▸ Work required
Repeat every record below exactly, but leave out any pictures.

Entries from a point annotation set
════════
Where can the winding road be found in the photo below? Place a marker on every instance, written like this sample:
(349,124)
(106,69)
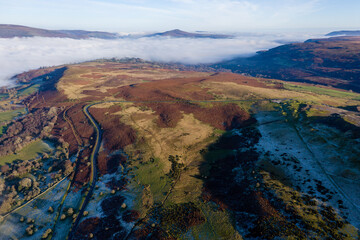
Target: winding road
(93,175)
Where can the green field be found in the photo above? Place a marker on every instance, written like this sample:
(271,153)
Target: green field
(323,91)
(29,152)
(9,115)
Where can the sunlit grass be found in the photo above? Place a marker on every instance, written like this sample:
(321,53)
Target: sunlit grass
(31,151)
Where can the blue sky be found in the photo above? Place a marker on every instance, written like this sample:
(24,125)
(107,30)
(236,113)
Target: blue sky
(190,15)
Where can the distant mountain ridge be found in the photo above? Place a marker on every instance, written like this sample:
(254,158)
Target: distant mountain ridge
(11,31)
(331,61)
(177,33)
(344,33)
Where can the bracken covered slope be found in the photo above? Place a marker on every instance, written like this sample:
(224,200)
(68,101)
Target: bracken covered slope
(185,155)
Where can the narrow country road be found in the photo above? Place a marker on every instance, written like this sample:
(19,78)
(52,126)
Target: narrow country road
(93,175)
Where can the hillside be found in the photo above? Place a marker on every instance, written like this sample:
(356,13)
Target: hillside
(332,61)
(129,149)
(11,31)
(176,33)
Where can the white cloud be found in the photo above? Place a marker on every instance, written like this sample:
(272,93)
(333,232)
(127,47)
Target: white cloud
(22,54)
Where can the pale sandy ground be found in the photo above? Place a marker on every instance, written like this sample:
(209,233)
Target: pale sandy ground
(317,161)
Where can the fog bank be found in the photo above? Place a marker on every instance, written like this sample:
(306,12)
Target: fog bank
(22,54)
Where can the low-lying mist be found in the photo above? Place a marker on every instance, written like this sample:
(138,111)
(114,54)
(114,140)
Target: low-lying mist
(22,54)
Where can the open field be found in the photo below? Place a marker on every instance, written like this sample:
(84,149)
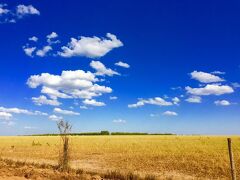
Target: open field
(172,157)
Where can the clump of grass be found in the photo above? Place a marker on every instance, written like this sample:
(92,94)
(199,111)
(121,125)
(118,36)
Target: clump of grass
(36,143)
(121,176)
(150,177)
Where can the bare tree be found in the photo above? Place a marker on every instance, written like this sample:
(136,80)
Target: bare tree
(64,128)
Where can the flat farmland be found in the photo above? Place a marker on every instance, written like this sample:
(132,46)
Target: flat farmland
(165,157)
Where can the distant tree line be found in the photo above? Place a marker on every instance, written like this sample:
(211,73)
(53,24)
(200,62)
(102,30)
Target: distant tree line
(105,133)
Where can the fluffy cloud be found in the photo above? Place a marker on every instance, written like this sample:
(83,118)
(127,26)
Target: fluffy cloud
(153,101)
(83,107)
(65,112)
(5,116)
(210,89)
(51,37)
(43,52)
(93,102)
(194,99)
(43,100)
(122,64)
(92,47)
(218,72)
(29,50)
(170,113)
(101,69)
(21,111)
(153,115)
(205,77)
(176,100)
(33,38)
(3,9)
(222,103)
(23,10)
(70,84)
(55,118)
(113,97)
(12,15)
(236,85)
(119,121)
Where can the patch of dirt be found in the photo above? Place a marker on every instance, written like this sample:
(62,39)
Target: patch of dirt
(19,172)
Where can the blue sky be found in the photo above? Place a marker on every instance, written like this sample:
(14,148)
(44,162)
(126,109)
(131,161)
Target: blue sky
(146,66)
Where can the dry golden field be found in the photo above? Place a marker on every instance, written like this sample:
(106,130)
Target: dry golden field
(166,157)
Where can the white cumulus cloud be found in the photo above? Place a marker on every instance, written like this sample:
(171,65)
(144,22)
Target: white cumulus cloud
(222,103)
(65,112)
(194,99)
(204,77)
(55,118)
(93,102)
(101,69)
(210,89)
(43,100)
(170,113)
(92,47)
(153,101)
(23,10)
(5,116)
(122,64)
(119,121)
════════
▸ Complete response
Where can the winding road be found in the photo below? Place a marker on every instance, written like this sample:
(349,124)
(106,69)
Target: winding road
(93,175)
Where can the green field be found in the photo above? Place a marker on every instance, written like this sample:
(271,153)
Target: green field
(323,91)
(29,152)
(9,115)
Where can the sunlit grass be found in the photo above? Place a marker on every instance, written like this sample:
(321,53)
Target: sunlit grass
(31,151)
Where can the blue sky be found in the photo above? Place a marker on every instance, written like this sample:
(24,125)
(107,30)
(236,113)
Target: blue sky
(190,15)
Where can the distant mountain ridge be found in the photo above? Place a marker on every instance, written like this sample:
(254,158)
Target: distant mountain ridge
(11,31)
(331,61)
(177,33)
(344,33)
Where can the bracken covered slope be found in the photo above? Place a marker on every instance, written like this sample:
(224,200)
(68,101)
Target: bracken covered slope
(185,155)
Where can the narrow country road be found in the photo above? Place a marker on every instance, written like this sample:
(19,78)
(52,126)
Target: narrow country road
(93,175)
Where can the hillside be found in the photo above? Place a marker on every instance, written like this sample:
(356,13)
Target: hillside
(332,61)
(129,149)
(11,31)
(176,33)
Where can the white cloud be found in the photo above? Place a marker on every instance, written like this sample:
(272,93)
(333,232)
(127,47)
Target: white cloud
(22,54)
Where can the pale sandy ground be found in the photo above? Place a marker on every instance, written like this sample:
(209,233)
Target: pale sandy ground
(317,161)
Where can the fog bank be found in the photo above? Place a marker on every instance, written like this sample:
(306,12)
Target: fog bank
(22,54)
Where can the low-lying mist be found in the photo above? Place a marker on every instance, written like this sample:
(138,111)
(114,54)
(114,140)
Target: low-lying mist
(22,54)
Where can the open field be found in the photo below? Place a marker on every instance, written like this sample:
(84,149)
Target: open field
(172,157)
Where can the clump of grass be found in the photo above? Place a marker on every instance, written like this sample:
(92,94)
(199,111)
(121,125)
(118,36)
Target: clump of grass
(36,143)
(121,176)
(150,177)
Where can the bare tree be found in the photo above? Place a marker on every instance, written like this sample:
(136,80)
Target: bare tree
(64,128)
Where can the flat farmland be found in the photo above? Place a marker on every instance, written like this sample:
(132,46)
Target: flat farmland
(165,157)
Where can the distant tree line be found in the photo above? Place a marker on every instance, written like this sample:
(211,73)
(53,24)
(200,62)
(102,30)
Target: distant tree line
(105,133)
Where can the fluffy cloud be found in the photo above? Place a marker on every instance, written like this sample:
(83,118)
(127,26)
Target: fluffy cloud
(153,101)
(83,107)
(65,112)
(5,116)
(210,89)
(51,37)
(43,52)
(93,102)
(194,99)
(43,100)
(122,64)
(92,47)
(218,72)
(29,50)
(170,113)
(101,69)
(21,111)
(153,115)
(205,77)
(176,100)
(33,38)
(3,9)
(222,103)
(23,10)
(70,84)
(55,118)
(113,97)
(12,15)
(236,85)
(119,121)
Where can the patch of dirt be found in the photo above? Place a marker on every instance, written like this sample:
(62,39)
Target: patch of dirt
(19,172)
Where can the blue sky be found in the photo above? Place a marker on every instance, written like this sample:
(14,148)
(44,162)
(126,109)
(131,161)
Target: blue sky
(146,66)
Where can the dry golden field be found in the photo above? Place a marker on every instance, written like this sample:
(106,130)
Target: dry golden field
(166,157)
Where can the white cumulus cloud be found in the photo above? Place a marker on every instance, written like this sample:
(171,65)
(144,22)
Target: white cumulus cloud
(222,103)
(65,112)
(194,99)
(204,77)
(55,118)
(93,102)
(101,69)
(210,89)
(43,100)
(170,113)
(92,47)
(153,101)
(23,10)
(5,116)
(122,64)
(119,121)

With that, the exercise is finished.